Saved entries

+-------+

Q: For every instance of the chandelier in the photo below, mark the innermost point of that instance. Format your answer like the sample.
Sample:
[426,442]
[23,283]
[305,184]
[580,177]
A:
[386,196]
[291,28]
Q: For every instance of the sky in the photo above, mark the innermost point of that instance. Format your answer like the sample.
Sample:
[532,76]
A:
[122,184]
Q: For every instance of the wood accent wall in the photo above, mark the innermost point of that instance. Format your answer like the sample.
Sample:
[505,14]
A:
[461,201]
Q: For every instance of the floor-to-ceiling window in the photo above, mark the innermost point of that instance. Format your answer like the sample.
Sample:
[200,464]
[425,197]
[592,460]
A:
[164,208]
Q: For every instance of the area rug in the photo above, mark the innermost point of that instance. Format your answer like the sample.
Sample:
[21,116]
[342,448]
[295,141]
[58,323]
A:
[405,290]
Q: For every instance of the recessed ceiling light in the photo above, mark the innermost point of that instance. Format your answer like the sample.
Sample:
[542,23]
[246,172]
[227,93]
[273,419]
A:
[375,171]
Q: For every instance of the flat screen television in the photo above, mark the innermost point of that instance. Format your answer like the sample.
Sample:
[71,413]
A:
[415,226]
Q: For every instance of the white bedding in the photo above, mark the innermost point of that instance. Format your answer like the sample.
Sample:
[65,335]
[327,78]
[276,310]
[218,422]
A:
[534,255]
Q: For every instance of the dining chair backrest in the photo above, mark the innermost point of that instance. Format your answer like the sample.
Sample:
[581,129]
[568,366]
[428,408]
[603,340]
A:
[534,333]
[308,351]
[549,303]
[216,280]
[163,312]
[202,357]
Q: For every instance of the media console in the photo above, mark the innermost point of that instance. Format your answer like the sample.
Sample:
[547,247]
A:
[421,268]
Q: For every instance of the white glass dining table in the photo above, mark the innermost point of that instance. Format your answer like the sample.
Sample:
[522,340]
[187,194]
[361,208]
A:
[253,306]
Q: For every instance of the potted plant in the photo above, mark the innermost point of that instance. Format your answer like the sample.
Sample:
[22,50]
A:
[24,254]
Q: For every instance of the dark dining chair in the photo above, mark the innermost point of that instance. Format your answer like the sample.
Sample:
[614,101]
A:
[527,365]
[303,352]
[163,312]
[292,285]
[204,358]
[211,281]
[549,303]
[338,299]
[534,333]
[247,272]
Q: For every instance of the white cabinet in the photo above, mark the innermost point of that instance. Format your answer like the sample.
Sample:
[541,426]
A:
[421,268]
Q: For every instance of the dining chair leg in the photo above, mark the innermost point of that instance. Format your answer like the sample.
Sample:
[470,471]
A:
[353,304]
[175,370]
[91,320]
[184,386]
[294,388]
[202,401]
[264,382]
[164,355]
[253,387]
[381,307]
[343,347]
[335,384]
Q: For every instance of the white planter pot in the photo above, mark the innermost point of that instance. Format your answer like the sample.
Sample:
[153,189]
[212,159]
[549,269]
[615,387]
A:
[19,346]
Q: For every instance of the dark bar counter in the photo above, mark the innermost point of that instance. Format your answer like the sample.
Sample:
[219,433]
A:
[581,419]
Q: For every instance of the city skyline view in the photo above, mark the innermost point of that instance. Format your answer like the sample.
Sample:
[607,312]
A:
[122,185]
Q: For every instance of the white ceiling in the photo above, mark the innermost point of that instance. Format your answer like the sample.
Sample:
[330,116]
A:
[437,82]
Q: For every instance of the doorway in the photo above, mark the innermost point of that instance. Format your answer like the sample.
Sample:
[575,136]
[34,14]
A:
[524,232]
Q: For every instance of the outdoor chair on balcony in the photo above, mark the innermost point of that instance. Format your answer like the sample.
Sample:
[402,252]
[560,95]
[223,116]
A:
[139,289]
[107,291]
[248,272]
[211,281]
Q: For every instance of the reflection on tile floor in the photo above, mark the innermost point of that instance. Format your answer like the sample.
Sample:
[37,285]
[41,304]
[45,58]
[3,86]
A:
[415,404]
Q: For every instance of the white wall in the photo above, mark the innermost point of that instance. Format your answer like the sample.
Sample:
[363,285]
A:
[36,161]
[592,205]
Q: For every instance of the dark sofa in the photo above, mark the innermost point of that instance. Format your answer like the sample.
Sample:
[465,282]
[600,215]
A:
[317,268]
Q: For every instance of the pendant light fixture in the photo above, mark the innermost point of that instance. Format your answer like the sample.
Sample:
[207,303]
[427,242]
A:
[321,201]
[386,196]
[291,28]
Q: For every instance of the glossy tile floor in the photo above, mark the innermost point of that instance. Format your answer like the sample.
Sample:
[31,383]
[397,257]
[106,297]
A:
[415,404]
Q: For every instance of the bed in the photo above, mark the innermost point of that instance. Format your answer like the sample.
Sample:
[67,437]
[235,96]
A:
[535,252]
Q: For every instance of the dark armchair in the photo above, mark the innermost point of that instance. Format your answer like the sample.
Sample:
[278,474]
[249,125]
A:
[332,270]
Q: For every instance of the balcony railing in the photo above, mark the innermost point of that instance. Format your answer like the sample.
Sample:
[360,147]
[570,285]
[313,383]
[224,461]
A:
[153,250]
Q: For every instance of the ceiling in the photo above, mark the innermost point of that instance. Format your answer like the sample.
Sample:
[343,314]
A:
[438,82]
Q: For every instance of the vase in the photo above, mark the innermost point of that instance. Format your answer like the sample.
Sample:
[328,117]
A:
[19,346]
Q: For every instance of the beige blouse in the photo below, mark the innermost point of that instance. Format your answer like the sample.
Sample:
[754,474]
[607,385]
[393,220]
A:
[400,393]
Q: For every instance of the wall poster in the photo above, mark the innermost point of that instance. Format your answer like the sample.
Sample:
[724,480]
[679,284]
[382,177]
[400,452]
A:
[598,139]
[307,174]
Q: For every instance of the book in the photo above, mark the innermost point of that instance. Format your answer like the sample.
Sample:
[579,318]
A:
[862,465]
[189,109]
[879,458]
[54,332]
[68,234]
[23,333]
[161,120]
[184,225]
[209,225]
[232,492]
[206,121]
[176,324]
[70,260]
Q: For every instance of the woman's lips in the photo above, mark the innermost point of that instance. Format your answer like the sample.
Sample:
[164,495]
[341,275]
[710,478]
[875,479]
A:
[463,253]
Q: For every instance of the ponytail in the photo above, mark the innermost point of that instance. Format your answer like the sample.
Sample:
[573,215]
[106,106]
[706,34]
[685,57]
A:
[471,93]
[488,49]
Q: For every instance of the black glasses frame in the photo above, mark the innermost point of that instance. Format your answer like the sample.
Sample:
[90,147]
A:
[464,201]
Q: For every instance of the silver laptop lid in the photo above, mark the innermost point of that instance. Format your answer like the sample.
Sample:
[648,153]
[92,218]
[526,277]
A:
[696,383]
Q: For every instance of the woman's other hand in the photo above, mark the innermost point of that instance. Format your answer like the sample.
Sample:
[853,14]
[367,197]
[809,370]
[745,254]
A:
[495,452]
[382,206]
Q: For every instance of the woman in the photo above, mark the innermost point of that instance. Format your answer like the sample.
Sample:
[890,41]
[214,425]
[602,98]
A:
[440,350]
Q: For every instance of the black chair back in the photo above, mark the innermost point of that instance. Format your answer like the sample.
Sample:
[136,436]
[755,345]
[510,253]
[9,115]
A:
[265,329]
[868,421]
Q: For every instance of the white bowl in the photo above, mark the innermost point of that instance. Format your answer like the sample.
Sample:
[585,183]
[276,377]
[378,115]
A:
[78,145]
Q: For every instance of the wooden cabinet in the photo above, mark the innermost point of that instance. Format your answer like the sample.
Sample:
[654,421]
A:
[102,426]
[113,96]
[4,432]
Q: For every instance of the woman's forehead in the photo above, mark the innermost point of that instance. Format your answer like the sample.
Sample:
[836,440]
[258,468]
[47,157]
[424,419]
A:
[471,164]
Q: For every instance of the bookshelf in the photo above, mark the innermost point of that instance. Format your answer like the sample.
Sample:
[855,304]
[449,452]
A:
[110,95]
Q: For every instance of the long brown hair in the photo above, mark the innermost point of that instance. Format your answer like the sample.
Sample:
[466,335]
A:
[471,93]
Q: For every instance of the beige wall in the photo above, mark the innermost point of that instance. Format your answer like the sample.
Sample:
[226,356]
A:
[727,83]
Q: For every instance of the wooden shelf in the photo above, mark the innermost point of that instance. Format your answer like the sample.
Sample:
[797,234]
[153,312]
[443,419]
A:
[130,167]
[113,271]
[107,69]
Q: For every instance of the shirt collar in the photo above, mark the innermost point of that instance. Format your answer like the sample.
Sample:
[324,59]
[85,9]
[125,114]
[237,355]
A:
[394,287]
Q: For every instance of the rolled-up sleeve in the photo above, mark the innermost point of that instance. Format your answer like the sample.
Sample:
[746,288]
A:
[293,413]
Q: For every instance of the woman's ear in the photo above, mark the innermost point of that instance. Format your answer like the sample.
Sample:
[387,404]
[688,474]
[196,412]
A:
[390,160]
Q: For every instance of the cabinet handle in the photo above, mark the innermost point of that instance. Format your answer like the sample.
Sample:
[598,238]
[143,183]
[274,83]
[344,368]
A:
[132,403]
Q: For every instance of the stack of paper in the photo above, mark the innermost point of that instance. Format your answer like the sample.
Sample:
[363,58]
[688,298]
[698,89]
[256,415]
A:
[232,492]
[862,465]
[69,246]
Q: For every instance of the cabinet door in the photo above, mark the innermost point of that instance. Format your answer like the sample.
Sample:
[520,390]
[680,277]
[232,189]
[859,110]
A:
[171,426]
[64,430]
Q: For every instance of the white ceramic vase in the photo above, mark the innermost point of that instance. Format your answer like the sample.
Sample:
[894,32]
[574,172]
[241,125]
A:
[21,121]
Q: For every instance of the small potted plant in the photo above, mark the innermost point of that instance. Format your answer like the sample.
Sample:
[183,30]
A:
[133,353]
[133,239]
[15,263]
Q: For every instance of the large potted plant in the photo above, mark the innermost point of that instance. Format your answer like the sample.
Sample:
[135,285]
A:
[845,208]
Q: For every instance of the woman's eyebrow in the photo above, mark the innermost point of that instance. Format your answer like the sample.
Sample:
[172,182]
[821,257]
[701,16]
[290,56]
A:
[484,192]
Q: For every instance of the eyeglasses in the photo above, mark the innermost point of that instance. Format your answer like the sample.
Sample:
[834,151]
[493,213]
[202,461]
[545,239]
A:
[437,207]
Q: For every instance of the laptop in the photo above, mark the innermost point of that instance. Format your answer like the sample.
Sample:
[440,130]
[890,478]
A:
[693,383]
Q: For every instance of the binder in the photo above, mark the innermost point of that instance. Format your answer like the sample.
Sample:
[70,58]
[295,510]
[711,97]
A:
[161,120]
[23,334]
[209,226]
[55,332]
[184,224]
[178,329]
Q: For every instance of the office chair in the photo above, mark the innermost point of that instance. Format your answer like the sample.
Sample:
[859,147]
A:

+-------+

● **Stated problem**
Word for word, quote the lines from the line containing "Q: For every instance of the cabinet door" through the end of the material, both included, and nothing else.

● **Result**
Q: For every instance of the cabinet door in the photo above, mark the innermost point of that instance. Format your answer like the sample.
Sample:
[520,390]
[680,277]
[232,189]
[859,110]
A:
[171,426]
[64,430]
Q: For every instance of the white ceramic vase in the photo above, mark the innermost point of that instance. Format your answer like the sample.
Sample:
[894,32]
[574,172]
[241,125]
A:
[21,121]
Q: For every instance of the small potted plant in the photo above, mark the innermost point of that instance. Format your answer like the sample.
Sample:
[183,30]
A:
[133,353]
[133,239]
[15,263]
Q: For every instance of the large potted plant in the photo above, mark the innermost point of that instance. Format your answer like the sample.
Sample:
[135,285]
A:
[845,208]
Q: For every instance of the woman's eyebrow in the photo above, mark the innermost point of that instance. Format your answer like the sample.
Sample:
[172,182]
[821,257]
[701,16]
[290,56]
A:
[484,192]
Q: For every instance of the eyeglasses in the photo above, mark the innermost point of that instance. Format your answer like the sample.
Sample:
[834,151]
[493,213]
[202,461]
[545,239]
A:
[437,207]
Q: For every instance of the laptop in the photo above, mark the innermost point of that instance. Format your answer like the sample.
Sample:
[440,130]
[890,478]
A:
[693,383]
Q: For every instance of the binder in the photo above, mark the innermost point of that instance. Format your answer like the sample.
Sample:
[70,58]
[295,510]
[711,97]
A:
[161,120]
[23,334]
[209,226]
[55,332]
[184,224]
[178,329]
Q: For every instance of the office chair in the photo above, mark the innermost point of that instance. Format your answer like the sample.
Sample:
[859,147]
A:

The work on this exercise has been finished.